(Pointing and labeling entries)

BEGIN

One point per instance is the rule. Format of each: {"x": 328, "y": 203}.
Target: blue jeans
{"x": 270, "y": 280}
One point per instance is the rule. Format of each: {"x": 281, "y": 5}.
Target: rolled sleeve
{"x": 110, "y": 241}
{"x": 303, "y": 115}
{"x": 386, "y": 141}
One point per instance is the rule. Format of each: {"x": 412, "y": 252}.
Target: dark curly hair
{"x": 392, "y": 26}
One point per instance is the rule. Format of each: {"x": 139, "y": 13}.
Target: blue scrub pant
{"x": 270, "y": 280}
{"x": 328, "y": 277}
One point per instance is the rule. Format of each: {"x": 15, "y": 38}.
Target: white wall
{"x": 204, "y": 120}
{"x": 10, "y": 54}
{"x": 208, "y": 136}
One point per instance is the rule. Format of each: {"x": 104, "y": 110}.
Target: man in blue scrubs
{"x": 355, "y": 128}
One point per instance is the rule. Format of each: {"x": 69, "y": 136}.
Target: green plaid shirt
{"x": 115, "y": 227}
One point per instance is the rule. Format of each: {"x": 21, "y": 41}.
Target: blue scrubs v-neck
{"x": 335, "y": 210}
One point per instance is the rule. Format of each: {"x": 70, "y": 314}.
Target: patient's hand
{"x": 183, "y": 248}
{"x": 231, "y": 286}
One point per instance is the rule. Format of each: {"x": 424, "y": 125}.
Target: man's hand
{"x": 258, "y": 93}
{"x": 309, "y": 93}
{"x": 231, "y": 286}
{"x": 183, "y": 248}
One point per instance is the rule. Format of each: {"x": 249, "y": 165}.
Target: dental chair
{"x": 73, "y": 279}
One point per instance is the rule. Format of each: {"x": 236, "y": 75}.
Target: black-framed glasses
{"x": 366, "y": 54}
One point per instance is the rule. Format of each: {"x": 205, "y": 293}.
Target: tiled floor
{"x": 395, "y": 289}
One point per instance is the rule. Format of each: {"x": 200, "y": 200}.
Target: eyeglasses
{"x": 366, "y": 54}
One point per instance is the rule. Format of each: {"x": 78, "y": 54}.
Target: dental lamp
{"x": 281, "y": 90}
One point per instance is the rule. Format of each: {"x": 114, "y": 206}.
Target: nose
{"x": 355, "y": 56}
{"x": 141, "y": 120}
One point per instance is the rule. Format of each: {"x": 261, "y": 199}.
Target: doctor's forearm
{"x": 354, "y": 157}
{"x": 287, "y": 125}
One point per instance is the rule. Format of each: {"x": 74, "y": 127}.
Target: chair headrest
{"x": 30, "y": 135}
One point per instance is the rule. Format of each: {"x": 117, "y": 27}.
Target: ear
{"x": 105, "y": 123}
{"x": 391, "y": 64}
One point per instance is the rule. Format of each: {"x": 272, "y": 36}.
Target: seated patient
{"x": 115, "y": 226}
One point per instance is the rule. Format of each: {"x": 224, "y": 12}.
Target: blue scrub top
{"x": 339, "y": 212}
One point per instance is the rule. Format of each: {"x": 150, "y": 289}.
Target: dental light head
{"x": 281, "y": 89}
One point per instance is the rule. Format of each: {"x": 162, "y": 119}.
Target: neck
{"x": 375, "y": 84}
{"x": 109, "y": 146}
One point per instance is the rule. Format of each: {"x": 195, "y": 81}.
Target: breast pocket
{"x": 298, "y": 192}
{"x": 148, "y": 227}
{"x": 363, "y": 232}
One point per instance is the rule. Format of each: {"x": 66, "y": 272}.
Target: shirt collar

END

**YOUR OBJECTIVE:** Please select each line of the data above that contains the string "blue", and copy those lines.

**WRITTEN ANSWER:**
Target: blue jeans
Target: blue scrub pant
Target: man in blue scrubs
Target: blue scrubs v-neck
Target: blue scrub top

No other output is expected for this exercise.